The records Block Start
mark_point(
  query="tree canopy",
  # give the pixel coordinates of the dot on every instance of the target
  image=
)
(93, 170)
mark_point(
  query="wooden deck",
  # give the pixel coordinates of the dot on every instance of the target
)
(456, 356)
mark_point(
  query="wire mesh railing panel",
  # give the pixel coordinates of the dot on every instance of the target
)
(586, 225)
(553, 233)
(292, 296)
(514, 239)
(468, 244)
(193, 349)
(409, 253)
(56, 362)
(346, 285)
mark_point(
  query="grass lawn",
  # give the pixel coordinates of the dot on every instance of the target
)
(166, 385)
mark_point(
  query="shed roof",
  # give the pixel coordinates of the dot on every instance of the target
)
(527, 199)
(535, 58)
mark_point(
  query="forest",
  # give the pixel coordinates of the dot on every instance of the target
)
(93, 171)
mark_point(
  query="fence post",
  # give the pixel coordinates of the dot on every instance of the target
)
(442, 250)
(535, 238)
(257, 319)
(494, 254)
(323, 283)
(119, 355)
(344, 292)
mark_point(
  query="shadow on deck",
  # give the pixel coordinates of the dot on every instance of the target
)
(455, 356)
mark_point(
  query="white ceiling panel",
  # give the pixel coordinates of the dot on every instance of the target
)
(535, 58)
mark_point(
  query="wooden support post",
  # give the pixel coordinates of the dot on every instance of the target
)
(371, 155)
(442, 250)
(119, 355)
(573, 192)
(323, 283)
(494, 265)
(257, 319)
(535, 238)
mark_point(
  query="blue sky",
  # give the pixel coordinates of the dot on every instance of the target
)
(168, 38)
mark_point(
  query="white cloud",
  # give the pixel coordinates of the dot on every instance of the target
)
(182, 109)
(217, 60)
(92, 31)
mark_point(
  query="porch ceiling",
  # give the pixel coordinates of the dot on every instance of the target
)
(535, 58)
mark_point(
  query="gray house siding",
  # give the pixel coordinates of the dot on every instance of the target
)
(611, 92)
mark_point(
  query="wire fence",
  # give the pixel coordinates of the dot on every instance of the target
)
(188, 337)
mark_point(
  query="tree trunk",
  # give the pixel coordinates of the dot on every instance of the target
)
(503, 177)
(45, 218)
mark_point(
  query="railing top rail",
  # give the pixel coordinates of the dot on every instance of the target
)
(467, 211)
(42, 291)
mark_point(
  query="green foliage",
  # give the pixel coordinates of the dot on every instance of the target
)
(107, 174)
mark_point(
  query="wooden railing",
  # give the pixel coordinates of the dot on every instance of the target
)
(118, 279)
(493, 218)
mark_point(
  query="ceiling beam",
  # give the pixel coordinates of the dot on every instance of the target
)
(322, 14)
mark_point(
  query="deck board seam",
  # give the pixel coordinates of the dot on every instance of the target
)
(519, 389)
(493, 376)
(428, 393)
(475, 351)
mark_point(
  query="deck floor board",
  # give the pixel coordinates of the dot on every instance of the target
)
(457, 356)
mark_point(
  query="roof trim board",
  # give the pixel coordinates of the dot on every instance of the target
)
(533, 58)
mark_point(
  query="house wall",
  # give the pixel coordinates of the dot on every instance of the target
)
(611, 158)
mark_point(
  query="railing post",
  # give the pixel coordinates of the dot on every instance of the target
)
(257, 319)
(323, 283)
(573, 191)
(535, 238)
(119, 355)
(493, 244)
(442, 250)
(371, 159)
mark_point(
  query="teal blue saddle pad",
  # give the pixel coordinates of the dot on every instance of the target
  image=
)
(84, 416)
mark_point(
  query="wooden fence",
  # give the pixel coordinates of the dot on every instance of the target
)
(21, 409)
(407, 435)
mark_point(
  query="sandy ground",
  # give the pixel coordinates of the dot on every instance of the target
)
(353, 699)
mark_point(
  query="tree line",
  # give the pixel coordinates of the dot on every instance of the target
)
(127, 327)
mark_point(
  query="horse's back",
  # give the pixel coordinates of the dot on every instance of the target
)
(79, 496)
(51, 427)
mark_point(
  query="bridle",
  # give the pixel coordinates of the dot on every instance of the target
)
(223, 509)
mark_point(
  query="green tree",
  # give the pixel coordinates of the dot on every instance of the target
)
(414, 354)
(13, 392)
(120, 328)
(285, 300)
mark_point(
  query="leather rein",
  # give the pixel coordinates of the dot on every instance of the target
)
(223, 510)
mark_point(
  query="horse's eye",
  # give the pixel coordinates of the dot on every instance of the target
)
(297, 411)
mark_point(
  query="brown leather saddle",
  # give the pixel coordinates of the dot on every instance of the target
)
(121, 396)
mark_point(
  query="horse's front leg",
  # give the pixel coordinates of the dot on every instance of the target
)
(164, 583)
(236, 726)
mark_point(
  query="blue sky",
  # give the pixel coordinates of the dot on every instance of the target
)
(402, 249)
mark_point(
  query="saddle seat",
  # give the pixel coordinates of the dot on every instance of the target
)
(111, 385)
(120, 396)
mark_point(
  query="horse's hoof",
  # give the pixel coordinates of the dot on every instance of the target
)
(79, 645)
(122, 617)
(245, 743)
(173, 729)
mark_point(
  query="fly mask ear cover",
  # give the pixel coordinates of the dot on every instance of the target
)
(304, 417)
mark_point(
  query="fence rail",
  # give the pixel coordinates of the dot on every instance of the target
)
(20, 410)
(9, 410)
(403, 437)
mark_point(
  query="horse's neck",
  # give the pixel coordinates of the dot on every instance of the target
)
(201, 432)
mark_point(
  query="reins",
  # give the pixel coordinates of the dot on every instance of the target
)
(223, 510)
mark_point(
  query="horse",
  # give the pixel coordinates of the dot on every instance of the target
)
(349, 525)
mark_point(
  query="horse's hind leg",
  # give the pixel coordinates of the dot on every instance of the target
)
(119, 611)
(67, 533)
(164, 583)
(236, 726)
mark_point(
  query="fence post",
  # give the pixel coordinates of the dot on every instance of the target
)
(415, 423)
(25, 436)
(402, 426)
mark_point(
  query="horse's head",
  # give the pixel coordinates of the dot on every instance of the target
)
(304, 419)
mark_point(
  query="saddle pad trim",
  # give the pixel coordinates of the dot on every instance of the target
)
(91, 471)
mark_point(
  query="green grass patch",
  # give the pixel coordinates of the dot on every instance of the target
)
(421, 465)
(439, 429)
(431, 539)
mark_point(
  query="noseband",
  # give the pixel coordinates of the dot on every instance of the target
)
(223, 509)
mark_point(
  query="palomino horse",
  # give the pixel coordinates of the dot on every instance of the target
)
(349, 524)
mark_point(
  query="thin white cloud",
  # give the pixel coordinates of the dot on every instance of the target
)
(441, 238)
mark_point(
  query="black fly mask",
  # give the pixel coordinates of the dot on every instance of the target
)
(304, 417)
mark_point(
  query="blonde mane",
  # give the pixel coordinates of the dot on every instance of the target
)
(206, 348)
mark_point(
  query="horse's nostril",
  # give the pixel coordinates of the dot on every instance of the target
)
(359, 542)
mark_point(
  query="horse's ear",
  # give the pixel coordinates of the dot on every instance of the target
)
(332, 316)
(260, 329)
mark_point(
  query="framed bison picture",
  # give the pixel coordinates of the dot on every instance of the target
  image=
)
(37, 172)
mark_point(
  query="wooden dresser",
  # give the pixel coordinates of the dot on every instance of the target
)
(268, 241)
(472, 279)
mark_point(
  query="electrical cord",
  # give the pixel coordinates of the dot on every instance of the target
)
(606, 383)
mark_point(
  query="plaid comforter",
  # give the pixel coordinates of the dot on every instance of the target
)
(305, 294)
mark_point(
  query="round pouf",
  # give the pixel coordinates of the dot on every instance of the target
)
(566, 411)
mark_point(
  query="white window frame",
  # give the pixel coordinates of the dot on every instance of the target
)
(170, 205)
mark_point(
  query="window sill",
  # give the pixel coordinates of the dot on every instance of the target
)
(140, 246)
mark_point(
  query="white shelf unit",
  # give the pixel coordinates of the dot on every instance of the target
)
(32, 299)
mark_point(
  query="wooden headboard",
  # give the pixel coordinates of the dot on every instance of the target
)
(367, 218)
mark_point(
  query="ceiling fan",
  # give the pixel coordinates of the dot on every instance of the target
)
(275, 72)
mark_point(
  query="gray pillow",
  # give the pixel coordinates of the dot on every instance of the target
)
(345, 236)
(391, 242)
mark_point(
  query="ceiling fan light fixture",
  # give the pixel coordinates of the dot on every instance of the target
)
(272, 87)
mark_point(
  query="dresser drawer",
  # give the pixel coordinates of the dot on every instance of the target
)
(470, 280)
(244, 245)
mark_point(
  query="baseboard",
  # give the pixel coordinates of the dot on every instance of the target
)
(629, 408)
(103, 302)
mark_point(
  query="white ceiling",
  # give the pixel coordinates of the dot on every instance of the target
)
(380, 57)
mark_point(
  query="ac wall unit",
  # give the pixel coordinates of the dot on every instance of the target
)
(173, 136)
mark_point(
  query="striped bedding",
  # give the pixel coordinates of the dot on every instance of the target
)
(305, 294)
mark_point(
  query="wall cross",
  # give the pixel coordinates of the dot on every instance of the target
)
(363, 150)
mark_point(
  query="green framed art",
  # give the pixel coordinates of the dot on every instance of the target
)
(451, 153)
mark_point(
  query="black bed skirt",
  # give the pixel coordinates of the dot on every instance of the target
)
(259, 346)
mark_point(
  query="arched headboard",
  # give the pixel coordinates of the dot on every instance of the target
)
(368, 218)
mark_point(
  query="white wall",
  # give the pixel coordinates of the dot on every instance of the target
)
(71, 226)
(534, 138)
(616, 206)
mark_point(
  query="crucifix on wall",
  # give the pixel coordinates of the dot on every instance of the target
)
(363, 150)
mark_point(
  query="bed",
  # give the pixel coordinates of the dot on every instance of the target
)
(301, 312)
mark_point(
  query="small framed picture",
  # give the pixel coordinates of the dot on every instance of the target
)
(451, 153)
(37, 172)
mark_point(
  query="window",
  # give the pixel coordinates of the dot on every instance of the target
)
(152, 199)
The records Block End
● Your objective: Among the lines in the material above, some may hold "picture". State how many do, and add nothing.

● Response area: 2